**TASK GOAL**
Gather every line below that contains the word "flower" and copy each of those lines in full.

**GIVEN INFORMATION**
┌──
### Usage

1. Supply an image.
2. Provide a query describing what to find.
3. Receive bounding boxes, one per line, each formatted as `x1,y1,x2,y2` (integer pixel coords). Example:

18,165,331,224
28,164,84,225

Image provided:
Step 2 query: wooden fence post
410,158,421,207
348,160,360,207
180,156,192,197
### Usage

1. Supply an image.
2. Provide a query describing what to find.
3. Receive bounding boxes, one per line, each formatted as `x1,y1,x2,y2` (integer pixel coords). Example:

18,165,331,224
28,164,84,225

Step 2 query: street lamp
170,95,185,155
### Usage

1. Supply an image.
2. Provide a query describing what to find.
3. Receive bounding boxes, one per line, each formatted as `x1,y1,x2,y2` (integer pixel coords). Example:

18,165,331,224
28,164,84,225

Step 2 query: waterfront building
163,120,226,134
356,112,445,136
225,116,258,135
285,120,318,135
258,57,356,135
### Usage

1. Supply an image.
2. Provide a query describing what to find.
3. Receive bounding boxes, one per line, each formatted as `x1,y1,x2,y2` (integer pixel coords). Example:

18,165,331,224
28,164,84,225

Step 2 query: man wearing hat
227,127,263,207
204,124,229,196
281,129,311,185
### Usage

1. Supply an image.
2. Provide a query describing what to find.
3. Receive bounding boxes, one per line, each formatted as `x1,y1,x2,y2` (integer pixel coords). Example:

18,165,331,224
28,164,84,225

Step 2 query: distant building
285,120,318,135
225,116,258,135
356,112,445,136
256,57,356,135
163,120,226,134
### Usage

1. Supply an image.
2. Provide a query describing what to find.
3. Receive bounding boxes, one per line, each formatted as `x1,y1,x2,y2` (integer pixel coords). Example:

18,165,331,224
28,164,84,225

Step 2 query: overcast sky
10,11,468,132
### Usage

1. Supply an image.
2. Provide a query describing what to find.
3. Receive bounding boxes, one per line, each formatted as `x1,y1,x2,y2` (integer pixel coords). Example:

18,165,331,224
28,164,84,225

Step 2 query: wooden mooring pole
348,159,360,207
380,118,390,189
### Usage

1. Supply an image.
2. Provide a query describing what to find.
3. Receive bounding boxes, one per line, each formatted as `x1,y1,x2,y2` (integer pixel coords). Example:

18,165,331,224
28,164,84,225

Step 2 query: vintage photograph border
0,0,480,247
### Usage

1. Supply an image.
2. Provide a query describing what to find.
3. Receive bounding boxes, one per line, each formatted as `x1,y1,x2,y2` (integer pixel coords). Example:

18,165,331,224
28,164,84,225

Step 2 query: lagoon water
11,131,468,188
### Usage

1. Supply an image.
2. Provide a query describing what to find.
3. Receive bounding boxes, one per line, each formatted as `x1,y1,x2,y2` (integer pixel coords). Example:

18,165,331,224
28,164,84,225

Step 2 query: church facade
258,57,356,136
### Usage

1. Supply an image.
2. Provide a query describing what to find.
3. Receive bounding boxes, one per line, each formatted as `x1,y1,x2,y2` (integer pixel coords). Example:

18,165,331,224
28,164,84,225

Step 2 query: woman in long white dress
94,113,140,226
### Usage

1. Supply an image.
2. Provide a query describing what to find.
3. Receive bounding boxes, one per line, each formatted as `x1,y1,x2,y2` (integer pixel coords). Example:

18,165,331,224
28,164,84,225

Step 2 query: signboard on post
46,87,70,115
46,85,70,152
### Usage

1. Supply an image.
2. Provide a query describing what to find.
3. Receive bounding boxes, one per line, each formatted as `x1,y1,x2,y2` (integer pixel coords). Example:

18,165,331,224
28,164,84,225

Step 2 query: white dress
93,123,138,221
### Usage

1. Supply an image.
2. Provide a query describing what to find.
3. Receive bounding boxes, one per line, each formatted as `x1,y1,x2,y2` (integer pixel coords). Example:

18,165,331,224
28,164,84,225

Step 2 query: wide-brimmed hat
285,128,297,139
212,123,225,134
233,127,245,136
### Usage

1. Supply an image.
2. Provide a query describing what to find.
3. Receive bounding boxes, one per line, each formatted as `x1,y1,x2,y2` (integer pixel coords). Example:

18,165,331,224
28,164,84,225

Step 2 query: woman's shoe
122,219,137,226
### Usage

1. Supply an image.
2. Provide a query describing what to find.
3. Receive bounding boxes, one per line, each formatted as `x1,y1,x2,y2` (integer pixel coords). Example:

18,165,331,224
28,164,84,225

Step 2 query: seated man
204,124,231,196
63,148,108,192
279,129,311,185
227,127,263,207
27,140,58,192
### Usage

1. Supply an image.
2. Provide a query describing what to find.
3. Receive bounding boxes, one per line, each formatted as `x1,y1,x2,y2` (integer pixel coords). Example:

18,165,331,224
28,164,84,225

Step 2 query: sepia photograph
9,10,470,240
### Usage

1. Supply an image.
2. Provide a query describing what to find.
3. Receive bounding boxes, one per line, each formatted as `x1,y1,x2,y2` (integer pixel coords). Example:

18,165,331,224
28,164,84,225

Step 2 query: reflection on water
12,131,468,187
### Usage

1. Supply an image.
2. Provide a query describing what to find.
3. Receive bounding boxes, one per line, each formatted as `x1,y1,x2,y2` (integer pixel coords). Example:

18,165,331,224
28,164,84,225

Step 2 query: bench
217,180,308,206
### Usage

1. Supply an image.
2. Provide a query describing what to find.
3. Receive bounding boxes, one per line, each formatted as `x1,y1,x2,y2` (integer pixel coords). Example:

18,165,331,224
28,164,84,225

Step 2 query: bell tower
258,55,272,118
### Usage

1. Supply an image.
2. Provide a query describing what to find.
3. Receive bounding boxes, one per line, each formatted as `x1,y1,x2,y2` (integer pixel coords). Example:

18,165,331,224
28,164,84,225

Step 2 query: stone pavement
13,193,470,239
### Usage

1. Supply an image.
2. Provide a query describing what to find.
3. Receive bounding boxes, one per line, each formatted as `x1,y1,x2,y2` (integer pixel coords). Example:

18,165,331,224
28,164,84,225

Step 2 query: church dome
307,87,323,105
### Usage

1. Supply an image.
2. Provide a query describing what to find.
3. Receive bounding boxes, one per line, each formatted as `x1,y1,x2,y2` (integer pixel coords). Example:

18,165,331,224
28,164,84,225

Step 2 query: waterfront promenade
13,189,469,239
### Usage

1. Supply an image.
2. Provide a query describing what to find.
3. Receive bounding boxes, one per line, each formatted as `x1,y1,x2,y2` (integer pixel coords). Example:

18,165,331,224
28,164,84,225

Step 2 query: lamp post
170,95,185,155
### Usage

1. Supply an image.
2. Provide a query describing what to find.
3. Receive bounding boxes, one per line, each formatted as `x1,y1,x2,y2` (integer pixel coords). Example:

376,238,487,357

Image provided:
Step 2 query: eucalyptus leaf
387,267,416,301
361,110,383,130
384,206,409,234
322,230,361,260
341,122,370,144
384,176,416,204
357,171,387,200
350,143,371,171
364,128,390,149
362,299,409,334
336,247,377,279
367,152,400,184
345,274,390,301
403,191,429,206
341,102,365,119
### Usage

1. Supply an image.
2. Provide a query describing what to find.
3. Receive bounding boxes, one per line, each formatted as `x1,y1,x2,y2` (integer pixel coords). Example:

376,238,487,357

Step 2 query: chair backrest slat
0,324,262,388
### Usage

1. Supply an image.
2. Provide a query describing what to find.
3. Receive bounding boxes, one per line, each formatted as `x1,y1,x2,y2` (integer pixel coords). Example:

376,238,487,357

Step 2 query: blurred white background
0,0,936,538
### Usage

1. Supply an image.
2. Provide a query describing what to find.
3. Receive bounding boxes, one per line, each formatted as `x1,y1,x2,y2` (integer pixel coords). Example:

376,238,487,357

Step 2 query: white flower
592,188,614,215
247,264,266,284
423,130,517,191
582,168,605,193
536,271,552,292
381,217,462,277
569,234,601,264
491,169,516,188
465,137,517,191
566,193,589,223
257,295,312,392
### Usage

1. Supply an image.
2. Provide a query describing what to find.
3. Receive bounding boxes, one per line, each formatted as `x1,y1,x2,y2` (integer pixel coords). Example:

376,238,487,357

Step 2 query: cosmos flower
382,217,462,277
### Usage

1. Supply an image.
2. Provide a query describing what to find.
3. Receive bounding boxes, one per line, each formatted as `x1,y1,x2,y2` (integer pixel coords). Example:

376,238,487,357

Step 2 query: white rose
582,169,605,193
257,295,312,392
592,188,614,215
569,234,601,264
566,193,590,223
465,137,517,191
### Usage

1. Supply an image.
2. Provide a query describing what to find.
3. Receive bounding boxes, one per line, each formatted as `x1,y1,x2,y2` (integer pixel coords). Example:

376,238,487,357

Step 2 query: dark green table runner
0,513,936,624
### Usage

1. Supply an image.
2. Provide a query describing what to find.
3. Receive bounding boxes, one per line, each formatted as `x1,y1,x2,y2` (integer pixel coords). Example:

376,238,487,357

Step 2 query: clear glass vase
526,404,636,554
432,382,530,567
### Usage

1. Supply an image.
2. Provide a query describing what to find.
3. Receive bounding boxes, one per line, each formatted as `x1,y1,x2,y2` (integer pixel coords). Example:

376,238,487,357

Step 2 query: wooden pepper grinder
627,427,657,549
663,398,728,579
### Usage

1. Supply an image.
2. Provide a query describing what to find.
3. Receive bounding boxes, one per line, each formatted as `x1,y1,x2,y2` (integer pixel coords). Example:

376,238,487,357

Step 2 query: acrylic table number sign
└──
**RESPONSE TO THE EXERCISE**
Step 2 query: white flower
Step 2 query: cosmos flower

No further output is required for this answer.